== Stated task 1 ==
Please set down the orphanage article word for word, everything from "Abuse at orphanages" down to "Juvenile Justice Act.".
== Stated task 2 ==
Translate this sentence from the orphanage article into Spanish: "Children are sexually abused, beaten, and psychologically abused."

How India’s Children are Mistreated at Orphanages

Saturday 12 August 2017

On the outside India's orphanages seem safe havens for India’s homeless street children. Secretly, orphanages are dens of cruelty to children, even though they, and other stakeholders, expect nothing but kindness. Exploitation, sexual and psychological violence, and abuse at child homes and orphanages is common. The mistreatment of children, a list of violations of child rights at orphanages in India, must be understood, so that solutions are identified. This is even more pressing as many of these orphanages enjoy the charity and kindness of India’s public-hearted citizens.

Abuse at orphanages and shelters

Year on year, scandals at Indian orphanages have revealed how children's homes are managed. Staff at India’s orphanages have even been implicated in criminal charges. In a culture of abuse, even older children learn to bully and assault the young. Children are sexually abused, beaten, and psychologically abused. This culture runs rampant in institutions, which are not supervised by any regulatory bodies, and therefore escape scrutiny. These orphanages also do not have any standardisation in quality of care. Attempts to address these issues is resisted, as privately-run ‘homes’ refuse to be registered with India’s 2000 Juvenile Justice Act.

(Labeled-object pointing entries)
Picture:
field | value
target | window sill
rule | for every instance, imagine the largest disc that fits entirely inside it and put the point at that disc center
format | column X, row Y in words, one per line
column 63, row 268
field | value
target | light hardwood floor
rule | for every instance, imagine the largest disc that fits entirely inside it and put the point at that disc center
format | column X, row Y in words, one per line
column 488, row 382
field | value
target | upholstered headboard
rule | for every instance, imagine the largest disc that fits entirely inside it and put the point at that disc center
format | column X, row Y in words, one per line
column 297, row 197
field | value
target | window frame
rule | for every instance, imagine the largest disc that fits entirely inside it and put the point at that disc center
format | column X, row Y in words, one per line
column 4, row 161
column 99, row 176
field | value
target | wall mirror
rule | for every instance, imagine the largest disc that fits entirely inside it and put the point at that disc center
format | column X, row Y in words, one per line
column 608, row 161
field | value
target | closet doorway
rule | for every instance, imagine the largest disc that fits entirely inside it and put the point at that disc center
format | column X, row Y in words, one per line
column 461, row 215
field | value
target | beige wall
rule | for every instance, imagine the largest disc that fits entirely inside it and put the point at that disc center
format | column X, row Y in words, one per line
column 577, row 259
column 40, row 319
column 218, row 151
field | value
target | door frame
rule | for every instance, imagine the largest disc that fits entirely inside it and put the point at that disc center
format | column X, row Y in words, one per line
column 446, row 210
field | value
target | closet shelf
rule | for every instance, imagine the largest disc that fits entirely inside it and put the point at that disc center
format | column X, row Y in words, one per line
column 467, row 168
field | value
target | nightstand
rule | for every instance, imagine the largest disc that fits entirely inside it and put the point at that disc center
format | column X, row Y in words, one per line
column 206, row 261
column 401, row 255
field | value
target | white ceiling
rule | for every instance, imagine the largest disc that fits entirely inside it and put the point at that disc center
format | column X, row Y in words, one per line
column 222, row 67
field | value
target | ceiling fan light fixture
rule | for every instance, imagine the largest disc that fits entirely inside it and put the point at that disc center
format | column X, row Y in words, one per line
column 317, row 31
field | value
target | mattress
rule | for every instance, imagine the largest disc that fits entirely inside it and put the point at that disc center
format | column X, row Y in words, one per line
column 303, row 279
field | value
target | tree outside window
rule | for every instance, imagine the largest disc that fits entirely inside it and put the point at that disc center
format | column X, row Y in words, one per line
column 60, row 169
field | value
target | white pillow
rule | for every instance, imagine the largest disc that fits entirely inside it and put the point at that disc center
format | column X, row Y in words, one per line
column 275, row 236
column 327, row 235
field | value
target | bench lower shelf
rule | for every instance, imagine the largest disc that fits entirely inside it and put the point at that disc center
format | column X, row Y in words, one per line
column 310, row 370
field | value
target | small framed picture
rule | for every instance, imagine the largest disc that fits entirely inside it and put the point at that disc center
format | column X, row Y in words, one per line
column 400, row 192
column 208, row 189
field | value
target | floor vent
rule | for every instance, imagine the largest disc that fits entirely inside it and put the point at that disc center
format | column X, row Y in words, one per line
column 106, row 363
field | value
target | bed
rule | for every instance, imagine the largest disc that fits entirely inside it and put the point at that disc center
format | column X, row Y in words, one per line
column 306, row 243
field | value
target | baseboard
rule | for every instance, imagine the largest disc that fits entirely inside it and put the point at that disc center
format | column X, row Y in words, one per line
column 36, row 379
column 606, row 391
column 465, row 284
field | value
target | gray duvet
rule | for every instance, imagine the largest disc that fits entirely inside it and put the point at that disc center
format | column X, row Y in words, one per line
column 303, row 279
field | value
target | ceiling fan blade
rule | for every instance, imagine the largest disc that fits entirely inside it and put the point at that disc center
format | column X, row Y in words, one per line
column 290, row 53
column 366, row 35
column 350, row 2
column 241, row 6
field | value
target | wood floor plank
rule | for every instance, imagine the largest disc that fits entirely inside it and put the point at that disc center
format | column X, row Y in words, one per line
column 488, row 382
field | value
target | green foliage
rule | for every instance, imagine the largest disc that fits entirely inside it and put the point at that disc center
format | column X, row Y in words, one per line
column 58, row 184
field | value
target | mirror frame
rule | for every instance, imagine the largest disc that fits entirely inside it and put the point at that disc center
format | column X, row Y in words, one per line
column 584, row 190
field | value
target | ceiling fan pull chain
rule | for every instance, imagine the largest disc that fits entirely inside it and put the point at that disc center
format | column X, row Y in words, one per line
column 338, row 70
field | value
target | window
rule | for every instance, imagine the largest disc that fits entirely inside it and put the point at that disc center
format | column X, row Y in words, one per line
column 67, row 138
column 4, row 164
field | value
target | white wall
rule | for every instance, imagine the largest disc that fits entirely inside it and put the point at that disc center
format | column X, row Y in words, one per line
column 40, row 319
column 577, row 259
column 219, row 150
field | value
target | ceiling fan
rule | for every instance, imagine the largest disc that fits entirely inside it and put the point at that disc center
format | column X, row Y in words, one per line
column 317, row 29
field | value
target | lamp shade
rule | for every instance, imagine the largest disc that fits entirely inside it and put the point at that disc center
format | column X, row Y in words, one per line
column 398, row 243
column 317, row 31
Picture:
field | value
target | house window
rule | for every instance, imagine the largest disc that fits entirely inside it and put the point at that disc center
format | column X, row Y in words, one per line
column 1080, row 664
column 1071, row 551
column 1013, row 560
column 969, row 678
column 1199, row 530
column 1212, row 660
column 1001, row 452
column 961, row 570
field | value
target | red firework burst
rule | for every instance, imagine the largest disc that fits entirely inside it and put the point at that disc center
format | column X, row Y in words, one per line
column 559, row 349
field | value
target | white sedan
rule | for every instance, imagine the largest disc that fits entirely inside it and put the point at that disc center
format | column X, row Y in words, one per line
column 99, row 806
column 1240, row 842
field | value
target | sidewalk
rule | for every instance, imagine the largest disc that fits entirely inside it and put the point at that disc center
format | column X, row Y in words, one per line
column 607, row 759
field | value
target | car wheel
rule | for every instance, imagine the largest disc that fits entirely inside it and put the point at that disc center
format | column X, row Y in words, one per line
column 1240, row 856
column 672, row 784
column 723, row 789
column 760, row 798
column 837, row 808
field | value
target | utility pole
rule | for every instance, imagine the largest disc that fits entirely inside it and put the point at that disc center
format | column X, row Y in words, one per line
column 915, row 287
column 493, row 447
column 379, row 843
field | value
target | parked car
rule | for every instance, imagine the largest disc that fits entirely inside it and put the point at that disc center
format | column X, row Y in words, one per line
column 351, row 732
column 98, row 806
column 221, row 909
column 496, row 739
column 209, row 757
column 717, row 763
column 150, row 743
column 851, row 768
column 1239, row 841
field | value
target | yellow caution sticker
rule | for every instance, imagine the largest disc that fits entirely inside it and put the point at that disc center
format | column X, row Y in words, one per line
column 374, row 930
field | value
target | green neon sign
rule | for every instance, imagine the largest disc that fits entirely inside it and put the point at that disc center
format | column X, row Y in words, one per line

== Exercise response 1 ==
Abuse at orphanages and shelters

Year on year, scandals at Indian orphanages have revealed how children's homes are managed. Staff at India’s orphanages have even been implicated in criminal charges. In a culture of abuse, even older children learn to bully and assault the young. Children are sexually abused, beaten, and psychologically abused. This culture runs rampant in institutions, which are not supervised by any regulatory bodies, and therefore escape scrutiny. These orphanages also do not have any standardisation in quality of care. Attempts to address these issues is resisted, as privately-run ‘homes’ refuse to be registered with India’s 2000 Juvenile Justice Act.

== Exercise response 2 ==
Los niños son abusados sexualmente, golpeados y maltratados psicológicamente.